[Object pointing dataset rows]

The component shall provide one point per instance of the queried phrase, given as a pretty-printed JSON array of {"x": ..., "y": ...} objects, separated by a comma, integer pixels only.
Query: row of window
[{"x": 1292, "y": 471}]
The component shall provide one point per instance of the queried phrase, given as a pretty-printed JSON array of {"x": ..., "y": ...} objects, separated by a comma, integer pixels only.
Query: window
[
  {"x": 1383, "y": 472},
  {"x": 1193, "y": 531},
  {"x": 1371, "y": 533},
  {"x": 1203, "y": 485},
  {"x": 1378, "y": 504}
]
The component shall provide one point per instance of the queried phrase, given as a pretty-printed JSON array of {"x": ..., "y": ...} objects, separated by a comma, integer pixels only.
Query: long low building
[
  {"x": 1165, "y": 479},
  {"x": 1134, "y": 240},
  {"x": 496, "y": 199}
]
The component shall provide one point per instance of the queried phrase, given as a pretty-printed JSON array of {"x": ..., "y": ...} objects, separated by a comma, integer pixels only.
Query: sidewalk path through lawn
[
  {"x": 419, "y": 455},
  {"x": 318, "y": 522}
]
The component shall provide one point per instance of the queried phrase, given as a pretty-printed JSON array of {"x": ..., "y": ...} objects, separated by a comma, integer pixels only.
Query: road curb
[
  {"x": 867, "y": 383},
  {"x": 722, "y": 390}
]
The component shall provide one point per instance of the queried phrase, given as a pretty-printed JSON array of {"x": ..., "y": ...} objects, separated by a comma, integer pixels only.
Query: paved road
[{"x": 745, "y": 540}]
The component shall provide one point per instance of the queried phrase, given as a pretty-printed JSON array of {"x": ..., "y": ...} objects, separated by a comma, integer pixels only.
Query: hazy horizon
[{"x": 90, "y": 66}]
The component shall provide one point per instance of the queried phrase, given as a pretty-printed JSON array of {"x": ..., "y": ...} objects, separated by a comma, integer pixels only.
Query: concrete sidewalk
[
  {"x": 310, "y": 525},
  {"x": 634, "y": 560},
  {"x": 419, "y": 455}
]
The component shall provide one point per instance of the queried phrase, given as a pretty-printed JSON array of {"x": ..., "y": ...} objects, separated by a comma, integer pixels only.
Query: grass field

EXERCISE DETAILS ->
All of the entries must be quoted exactly; please include each one.

FINAL ANSWER ->
The component shall provide one point per instance of the queried phrase, given as a pretty-printed JSON array of {"x": ..., "y": ...} objects, separated by a comma, integer pixels only.
Query: row of window
[{"x": 1292, "y": 471}]
The component shall provide one point per instance of the queried phrase, given as a pretty-printed JSON array of {"x": ..., "y": ...} objects, separated by a comma, integer pixels only.
Query: window
[
  {"x": 1383, "y": 472},
  {"x": 1193, "y": 531},
  {"x": 1371, "y": 533},
  {"x": 1203, "y": 485},
  {"x": 1378, "y": 504}
]
The component shall provide one point per instance of the queried phrase, given as a pretty-printed JSON array of {"x": ..., "y": ...} objects, separated by a comma, integer pixels only.
Query: long low building
[
  {"x": 1165, "y": 479},
  {"x": 1134, "y": 240},
  {"x": 496, "y": 199}
]
The component shall provide one point per instance of the queried phrase, given as a pretty-printed JSON array of {"x": ..., "y": ...} objects, separated by a comma, integer pixels only.
Query: sidewalk path through lawn
[
  {"x": 419, "y": 455},
  {"x": 318, "y": 522}
]
The component shall provide one point per instance of the queried phrase, given as a pretty-printed JSON array of {"x": ..., "y": ...} objects, separated by a comma, integer pixels only.
Query: road curb
[
  {"x": 867, "y": 383},
  {"x": 722, "y": 390}
]
The component shall provide one point per instance of the queried phrase, given as a pretty-printed JSON array of {"x": ..., "y": ...} objects, separated by a comma, integer pixels only.
Query: paved road
[{"x": 745, "y": 540}]
The component shall provide one point per instance of the queried phrase, given as a pretty-printed JSON array of {"x": ..., "y": ...} objects, separated by a comma, integer pixels only.
Query: hazy horizon
[{"x": 90, "y": 66}]
The component shall provide one point per instance of the queried phrase, given as a pretty-printed JSON array of {"x": ..., "y": ...} objects, separated by a comma, integer pixels only.
Query: concrete sidewalk
[
  {"x": 310, "y": 525},
  {"x": 634, "y": 560},
  {"x": 419, "y": 455}
]
The component shall provide one point per instance of the queried phrase, given as a pretty-printed JSON array of {"x": ..., "y": ...} objects, separated by a comma, integer pixels only.
Query: grass field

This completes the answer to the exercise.